● **Problem to work on**: Switch each "pointer" to "marker" throughout the records below, and write out all the lines again with nothing else changed.

● **Supplied data**:
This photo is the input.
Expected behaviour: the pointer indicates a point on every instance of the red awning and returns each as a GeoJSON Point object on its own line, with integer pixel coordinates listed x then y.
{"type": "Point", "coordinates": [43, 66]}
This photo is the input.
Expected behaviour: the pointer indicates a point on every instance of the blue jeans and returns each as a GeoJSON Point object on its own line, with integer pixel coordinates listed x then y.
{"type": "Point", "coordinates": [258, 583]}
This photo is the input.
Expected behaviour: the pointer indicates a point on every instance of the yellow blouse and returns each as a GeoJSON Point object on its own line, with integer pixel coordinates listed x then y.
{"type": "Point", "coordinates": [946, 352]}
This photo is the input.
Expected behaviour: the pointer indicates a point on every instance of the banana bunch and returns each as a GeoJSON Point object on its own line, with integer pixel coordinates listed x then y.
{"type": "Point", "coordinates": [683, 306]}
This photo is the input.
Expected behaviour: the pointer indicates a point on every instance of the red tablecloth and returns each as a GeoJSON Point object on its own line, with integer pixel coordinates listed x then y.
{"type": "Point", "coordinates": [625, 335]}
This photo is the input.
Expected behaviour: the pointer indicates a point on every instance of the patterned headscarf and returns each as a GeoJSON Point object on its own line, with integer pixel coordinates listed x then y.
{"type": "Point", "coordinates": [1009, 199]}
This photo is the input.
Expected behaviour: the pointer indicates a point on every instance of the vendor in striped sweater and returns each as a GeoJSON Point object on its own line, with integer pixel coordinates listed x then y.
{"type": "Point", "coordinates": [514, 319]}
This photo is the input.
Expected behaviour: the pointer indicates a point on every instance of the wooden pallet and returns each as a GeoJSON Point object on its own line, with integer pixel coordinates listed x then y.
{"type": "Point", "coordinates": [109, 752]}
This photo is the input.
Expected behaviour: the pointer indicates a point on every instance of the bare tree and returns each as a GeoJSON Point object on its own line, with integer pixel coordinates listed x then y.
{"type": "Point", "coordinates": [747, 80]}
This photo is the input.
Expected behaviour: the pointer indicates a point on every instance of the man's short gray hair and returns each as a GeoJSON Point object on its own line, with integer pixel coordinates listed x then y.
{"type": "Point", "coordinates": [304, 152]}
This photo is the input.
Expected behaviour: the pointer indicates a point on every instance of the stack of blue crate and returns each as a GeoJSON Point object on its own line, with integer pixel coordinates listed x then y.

● **Correct result**:
This photo is the input.
Expected behaviour: the marker indicates a point on every instance of the red awning and returns each as a GeoJSON Point object on its own line, with integer pixel coordinates listed x then y.
{"type": "Point", "coordinates": [43, 66]}
This photo is the input.
Expected behaviour: the marker indicates a point on every instance of the blue jeans and returns each as a GeoJSON Point object on its own line, with integer pixel coordinates listed x then y.
{"type": "Point", "coordinates": [258, 583]}
This photo is the input.
Expected behaviour: the marker indicates a point on every instance of the yellow blouse and returns each as a GeoJSON Point object on its own line, with integer pixel coordinates listed x then y.
{"type": "Point", "coordinates": [946, 352]}
This photo is the input.
Expected behaviour: the marker indicates a point on every instance of the banana bunch and returns each as a GeoJSON Point object on its own line, with integer pixel coordinates listed x then y.
{"type": "Point", "coordinates": [683, 306]}
This photo is the input.
Expected behaviour: the marker indicates a point on every instance of the red tablecloth and returns each as a GeoJSON Point object on its own line, with integer pixel coordinates listed x then y.
{"type": "Point", "coordinates": [625, 335]}
This photo is the input.
Expected behaviour: the marker indicates a point on every instance of the patterned headscarf and returns each as a GeoJSON Point object on its own line, with integer pixel coordinates listed x then y.
{"type": "Point", "coordinates": [1009, 199]}
This photo is the input.
Expected behaviour: the marker indicates a point on every instance of the vendor in striped sweater and returns each as a GeoJSON Point object on its own line, with integer pixel coordinates listed x then y.
{"type": "Point", "coordinates": [514, 319]}
This photo is the input.
Expected behaviour: the marker indicates a point on every instance of the wooden pallet and returns each as a GeoJSON Point object on its own line, with integer pixel coordinates listed x then y.
{"type": "Point", "coordinates": [109, 752]}
This photo is the input.
Expected behaviour: the marker indicates a point on every instance of the bare tree and returns each as a GeoJSON Point object on its own line, with integer pixel coordinates listed x then y.
{"type": "Point", "coordinates": [747, 80]}
This photo is the input.
Expected behaviour: the marker indicates a point on every instance of the man's short gray hair and returns each as a GeoJSON Point object on its own line, with integer pixel coordinates listed x then y.
{"type": "Point", "coordinates": [304, 152]}
This photo is the input.
Expected behaviour: the marker indicates a point on every instance of the stack of blue crate and returns each as a GeoJSON Point object on its own line, with integer pixel coordinates listed x then y.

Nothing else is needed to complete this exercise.